Task goal: Which lines in the records below contain the string "tree"? Show each of them in full, and match case exactly.
=====
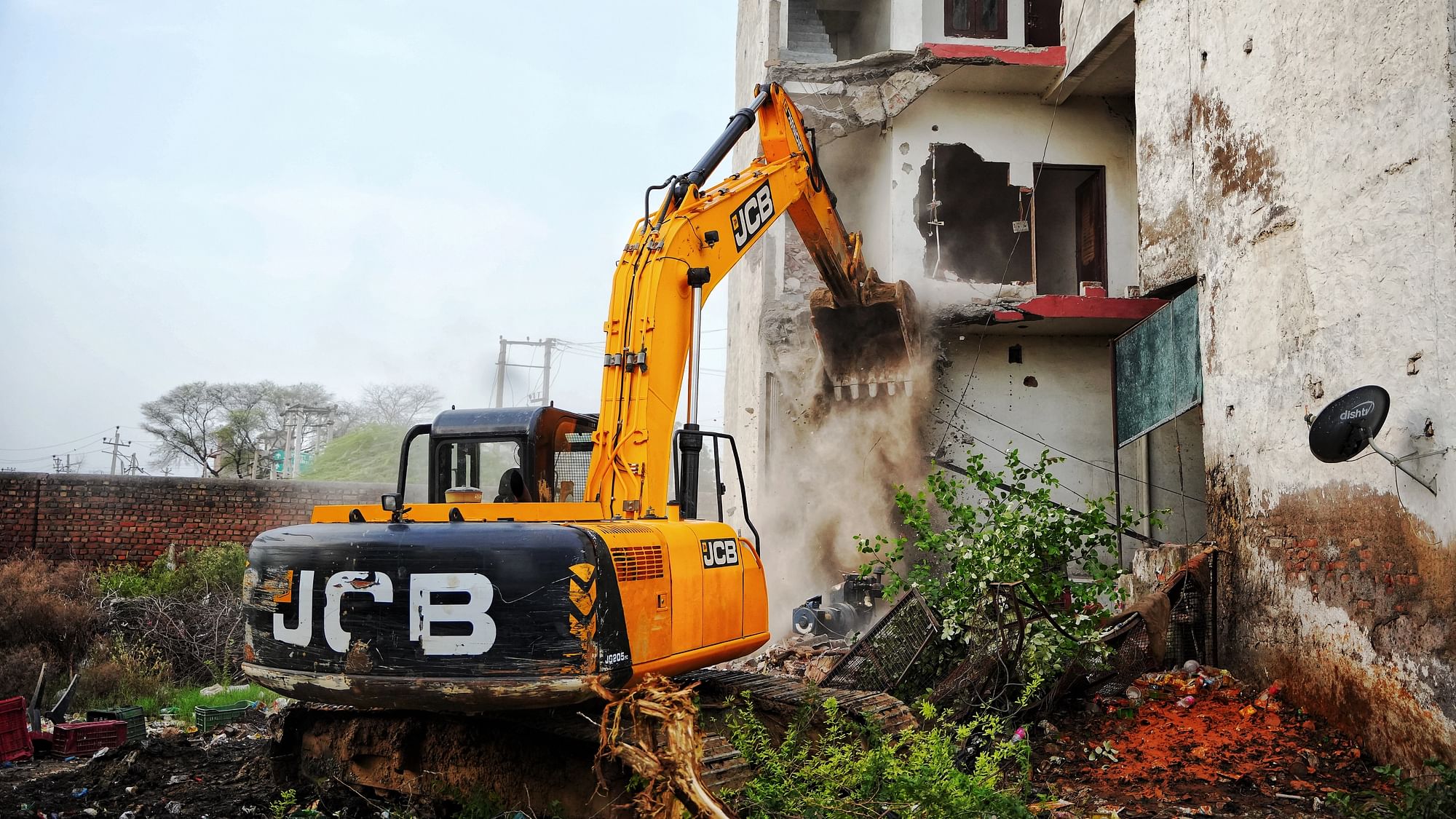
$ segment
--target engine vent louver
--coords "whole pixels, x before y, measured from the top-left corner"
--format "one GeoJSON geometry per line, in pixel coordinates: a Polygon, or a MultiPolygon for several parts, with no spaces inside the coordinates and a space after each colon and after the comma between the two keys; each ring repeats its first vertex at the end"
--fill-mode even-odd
=====
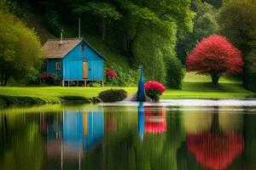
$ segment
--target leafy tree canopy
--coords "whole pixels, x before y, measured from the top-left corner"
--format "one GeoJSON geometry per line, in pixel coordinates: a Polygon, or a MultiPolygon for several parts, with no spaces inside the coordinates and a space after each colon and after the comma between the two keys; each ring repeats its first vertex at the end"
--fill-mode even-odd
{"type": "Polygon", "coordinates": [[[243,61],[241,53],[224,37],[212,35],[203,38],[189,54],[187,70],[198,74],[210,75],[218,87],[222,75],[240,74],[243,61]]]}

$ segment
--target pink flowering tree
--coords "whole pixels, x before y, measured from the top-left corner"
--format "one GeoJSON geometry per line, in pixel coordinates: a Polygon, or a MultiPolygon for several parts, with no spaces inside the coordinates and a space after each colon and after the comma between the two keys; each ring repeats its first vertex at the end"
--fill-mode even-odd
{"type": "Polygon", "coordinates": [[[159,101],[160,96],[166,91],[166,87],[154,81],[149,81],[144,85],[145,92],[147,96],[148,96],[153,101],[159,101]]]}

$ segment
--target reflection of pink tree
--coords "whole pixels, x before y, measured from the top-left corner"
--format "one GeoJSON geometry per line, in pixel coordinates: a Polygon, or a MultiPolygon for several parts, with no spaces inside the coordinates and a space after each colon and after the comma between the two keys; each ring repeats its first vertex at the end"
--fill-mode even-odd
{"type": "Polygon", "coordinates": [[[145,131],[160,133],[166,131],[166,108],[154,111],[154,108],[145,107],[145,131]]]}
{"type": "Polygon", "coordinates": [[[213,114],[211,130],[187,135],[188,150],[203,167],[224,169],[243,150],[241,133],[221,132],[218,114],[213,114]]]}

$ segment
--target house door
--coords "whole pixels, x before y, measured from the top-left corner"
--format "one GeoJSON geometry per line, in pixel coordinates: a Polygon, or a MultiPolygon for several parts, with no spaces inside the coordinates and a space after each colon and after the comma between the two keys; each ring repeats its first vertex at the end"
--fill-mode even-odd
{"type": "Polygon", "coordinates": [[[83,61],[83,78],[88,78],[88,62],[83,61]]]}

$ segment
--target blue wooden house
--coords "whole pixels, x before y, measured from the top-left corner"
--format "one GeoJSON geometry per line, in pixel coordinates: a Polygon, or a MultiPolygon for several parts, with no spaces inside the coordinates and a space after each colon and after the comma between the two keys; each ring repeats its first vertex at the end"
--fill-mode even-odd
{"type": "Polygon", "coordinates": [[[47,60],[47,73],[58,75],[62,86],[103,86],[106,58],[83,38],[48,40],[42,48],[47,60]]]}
=====
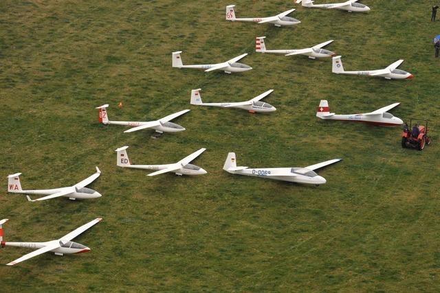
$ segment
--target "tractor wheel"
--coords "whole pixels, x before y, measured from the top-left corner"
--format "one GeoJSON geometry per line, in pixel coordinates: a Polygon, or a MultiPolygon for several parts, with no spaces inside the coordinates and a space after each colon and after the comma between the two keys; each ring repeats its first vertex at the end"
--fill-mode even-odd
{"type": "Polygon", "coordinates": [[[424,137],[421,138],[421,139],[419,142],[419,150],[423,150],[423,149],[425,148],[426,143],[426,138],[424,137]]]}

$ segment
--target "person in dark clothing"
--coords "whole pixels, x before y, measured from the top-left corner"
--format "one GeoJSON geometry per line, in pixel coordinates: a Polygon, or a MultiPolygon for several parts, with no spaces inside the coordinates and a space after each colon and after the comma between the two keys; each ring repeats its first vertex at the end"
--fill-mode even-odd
=====
Answer for the task:
--target leafy tree canopy
--target pink flowering tree
--target reflection of pink tree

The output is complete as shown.